Prompt → Find every line in the records below that contains the word "flame" and copy each of those lines.

BEGIN Data excerpts

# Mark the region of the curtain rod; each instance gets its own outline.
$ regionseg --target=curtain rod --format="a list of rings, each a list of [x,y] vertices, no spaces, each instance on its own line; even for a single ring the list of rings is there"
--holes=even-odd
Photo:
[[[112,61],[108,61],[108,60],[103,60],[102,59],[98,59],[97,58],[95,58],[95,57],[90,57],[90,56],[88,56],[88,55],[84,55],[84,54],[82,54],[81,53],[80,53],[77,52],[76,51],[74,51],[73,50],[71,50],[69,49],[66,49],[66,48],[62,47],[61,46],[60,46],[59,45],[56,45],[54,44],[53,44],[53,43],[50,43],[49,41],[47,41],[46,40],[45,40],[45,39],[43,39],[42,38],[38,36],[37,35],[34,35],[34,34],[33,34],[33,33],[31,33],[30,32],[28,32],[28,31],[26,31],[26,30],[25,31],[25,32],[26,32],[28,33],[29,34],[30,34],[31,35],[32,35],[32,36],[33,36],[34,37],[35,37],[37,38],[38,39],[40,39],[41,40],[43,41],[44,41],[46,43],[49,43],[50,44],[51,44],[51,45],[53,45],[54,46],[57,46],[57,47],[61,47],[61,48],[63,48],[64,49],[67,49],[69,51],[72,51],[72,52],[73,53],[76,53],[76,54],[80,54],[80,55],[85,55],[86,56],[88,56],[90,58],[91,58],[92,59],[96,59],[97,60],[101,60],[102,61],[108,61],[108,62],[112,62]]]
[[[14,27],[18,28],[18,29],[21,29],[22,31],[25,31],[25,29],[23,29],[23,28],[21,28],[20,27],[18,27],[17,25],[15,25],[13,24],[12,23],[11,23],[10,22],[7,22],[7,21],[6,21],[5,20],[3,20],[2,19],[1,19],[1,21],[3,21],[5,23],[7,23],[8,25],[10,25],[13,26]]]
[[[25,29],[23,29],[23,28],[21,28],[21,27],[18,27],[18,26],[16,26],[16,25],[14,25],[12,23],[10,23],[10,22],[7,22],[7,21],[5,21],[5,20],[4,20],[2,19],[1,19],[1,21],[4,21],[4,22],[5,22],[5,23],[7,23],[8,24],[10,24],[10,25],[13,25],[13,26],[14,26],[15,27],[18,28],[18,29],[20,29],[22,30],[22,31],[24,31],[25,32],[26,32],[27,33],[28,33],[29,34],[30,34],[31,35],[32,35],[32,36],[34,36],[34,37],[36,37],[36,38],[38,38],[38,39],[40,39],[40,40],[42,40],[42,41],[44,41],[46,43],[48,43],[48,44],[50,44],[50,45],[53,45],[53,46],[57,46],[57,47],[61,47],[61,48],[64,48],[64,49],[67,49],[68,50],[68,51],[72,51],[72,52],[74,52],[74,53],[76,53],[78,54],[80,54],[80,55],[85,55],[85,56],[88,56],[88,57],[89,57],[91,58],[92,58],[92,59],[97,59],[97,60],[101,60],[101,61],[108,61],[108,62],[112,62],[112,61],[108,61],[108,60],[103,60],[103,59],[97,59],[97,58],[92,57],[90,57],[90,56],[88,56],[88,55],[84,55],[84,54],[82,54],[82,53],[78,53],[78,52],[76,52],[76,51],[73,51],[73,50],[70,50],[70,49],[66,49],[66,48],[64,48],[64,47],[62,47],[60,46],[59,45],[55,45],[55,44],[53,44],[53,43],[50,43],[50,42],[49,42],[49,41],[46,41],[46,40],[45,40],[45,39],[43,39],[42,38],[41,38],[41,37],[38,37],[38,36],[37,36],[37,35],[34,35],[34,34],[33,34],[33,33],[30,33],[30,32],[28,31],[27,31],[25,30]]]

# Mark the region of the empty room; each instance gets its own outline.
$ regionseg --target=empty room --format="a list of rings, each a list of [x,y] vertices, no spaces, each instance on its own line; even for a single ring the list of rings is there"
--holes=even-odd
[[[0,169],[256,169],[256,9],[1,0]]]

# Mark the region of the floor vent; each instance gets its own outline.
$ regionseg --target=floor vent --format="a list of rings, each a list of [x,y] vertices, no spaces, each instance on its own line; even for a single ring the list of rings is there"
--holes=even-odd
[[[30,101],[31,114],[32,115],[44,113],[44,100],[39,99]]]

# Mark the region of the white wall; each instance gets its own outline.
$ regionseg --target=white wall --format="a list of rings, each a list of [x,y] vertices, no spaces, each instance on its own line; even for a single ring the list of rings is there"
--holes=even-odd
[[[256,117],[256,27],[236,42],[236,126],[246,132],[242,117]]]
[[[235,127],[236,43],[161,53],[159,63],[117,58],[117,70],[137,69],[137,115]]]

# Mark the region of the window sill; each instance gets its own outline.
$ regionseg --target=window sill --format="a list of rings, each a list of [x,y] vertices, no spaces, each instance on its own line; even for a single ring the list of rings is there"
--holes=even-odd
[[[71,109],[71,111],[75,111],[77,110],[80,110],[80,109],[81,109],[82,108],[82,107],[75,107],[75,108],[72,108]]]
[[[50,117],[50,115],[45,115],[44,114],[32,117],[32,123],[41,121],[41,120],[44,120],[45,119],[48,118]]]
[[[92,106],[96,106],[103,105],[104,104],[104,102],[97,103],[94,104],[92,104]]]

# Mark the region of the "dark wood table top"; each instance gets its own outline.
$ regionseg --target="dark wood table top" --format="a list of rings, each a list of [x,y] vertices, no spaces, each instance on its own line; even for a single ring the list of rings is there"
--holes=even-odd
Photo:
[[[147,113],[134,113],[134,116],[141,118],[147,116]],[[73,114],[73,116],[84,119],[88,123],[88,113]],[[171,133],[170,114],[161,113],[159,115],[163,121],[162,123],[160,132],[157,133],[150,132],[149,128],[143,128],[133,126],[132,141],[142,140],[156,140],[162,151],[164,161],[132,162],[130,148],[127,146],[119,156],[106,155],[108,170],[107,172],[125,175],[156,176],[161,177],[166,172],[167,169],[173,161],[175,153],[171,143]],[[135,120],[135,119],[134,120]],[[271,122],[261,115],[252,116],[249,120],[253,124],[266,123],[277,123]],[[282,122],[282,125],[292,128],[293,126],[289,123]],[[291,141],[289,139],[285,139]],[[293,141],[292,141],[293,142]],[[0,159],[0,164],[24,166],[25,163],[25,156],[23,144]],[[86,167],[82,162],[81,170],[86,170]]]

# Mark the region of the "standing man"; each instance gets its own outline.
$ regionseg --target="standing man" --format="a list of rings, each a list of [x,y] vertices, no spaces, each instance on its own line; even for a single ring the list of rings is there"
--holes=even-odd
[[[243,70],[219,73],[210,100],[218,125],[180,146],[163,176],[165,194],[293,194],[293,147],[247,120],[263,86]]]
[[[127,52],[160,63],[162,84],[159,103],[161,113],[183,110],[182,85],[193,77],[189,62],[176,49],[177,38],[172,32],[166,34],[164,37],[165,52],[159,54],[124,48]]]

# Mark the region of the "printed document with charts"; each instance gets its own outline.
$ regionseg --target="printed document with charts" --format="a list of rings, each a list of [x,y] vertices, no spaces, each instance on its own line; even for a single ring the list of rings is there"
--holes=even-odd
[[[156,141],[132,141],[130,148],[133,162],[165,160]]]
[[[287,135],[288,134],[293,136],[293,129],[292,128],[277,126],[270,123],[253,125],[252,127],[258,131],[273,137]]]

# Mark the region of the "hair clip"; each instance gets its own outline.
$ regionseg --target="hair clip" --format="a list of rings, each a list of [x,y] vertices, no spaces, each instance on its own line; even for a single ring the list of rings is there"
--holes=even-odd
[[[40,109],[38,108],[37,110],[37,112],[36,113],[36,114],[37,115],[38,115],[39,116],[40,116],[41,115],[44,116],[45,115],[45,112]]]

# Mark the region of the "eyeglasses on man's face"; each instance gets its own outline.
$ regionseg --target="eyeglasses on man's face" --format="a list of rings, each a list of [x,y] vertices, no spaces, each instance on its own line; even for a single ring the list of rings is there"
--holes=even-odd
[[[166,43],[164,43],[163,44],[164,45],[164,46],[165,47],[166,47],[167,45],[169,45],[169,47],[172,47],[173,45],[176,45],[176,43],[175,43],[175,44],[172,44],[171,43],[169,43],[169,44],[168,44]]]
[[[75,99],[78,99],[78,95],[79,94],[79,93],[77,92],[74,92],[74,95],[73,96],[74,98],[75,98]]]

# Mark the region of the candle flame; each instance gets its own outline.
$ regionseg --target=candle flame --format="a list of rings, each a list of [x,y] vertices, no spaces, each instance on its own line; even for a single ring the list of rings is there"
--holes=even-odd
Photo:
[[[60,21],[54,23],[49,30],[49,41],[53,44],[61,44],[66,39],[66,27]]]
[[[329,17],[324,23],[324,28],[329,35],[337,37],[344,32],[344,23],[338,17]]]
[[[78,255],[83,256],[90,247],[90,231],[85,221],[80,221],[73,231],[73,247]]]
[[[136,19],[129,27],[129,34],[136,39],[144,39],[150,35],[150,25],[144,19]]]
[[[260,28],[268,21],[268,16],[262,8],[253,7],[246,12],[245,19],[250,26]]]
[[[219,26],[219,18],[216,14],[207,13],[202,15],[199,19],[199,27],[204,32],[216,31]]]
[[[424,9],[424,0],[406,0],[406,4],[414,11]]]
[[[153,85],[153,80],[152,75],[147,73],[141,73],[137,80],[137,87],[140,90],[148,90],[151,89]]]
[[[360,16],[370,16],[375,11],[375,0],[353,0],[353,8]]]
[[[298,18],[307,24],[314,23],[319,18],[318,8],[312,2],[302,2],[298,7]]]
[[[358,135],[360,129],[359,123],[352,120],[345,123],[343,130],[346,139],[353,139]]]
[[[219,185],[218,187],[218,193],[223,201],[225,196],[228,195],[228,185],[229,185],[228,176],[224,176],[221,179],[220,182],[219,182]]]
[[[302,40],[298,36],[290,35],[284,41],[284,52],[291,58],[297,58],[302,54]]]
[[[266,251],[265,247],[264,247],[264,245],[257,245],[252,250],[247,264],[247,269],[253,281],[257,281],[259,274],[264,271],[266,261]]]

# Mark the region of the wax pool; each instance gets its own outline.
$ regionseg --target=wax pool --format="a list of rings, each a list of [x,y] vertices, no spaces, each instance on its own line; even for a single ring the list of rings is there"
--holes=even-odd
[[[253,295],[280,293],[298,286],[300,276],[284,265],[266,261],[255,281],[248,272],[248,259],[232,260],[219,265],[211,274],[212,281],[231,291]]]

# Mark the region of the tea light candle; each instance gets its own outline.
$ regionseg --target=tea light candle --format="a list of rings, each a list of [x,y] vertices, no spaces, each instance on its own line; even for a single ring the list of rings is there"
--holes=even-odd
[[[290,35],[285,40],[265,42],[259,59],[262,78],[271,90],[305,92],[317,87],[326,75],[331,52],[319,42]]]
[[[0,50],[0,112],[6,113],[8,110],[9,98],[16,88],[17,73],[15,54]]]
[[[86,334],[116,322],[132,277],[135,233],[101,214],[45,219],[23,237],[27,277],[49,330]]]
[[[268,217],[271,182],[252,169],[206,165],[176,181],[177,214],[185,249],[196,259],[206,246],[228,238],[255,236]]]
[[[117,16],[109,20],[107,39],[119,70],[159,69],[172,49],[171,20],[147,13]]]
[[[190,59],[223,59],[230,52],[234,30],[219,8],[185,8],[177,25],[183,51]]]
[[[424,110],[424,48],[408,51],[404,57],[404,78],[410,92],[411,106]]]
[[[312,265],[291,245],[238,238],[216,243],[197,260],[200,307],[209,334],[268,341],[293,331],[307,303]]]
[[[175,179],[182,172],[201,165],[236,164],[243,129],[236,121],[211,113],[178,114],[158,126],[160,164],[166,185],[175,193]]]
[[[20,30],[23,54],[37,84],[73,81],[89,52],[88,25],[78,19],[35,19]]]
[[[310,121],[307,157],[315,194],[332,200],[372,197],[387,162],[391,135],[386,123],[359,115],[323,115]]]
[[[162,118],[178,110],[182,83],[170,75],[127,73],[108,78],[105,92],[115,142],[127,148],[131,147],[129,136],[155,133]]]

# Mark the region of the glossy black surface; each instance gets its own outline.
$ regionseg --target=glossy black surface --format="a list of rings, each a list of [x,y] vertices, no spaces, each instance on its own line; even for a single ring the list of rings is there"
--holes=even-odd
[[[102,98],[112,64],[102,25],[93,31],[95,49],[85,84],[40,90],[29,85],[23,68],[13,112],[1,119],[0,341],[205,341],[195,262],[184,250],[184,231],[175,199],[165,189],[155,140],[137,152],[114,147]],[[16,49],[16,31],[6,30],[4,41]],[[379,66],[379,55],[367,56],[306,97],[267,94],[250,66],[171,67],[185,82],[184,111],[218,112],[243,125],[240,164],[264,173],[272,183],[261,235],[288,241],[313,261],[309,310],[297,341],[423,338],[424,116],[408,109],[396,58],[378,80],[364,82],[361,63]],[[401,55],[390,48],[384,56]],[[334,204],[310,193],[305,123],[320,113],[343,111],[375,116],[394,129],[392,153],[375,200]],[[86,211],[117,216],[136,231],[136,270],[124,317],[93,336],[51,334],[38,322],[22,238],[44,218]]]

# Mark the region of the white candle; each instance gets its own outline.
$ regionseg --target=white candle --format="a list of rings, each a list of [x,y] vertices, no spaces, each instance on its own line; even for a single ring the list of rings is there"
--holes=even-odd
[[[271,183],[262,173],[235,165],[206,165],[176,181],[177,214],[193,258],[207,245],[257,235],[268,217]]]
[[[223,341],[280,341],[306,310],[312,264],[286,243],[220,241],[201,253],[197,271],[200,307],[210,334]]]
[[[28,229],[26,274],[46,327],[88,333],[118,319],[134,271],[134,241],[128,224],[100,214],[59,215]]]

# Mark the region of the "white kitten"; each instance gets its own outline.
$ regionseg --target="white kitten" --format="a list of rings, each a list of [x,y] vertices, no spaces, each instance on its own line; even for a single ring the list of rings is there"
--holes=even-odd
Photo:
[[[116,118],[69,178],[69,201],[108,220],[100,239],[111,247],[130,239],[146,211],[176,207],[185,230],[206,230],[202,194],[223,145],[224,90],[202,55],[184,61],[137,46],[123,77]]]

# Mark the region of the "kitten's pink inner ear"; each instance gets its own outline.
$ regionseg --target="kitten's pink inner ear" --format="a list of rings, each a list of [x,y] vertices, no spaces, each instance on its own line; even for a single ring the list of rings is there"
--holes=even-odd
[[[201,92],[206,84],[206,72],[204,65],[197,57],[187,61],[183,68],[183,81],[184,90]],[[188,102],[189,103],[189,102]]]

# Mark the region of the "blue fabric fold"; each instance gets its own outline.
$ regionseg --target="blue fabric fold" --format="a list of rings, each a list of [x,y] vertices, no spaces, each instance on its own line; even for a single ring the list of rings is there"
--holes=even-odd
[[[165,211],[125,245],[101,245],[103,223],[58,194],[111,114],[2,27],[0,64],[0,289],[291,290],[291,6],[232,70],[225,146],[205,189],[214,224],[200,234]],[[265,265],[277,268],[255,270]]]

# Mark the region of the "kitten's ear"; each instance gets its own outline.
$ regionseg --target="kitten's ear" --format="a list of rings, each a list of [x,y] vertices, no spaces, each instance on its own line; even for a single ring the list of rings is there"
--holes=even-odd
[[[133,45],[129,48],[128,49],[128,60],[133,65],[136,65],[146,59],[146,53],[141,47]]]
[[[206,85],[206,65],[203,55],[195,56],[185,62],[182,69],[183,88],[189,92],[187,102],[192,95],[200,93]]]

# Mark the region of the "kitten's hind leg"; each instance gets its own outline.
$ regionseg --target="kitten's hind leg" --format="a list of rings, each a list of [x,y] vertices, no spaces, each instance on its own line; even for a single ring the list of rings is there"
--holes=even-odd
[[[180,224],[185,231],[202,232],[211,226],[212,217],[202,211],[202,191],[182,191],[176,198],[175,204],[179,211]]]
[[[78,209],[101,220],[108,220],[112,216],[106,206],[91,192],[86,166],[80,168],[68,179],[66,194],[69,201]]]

END Data excerpts

Solution to this exercise →
# Mark the region of the candle flame; each instance gets its own outline.
$ regionseg --target=candle flame --format="a list of rings, each a list of [x,y] vertices, no spaces, each instance on its own line; even for a single ring the list of rings is there"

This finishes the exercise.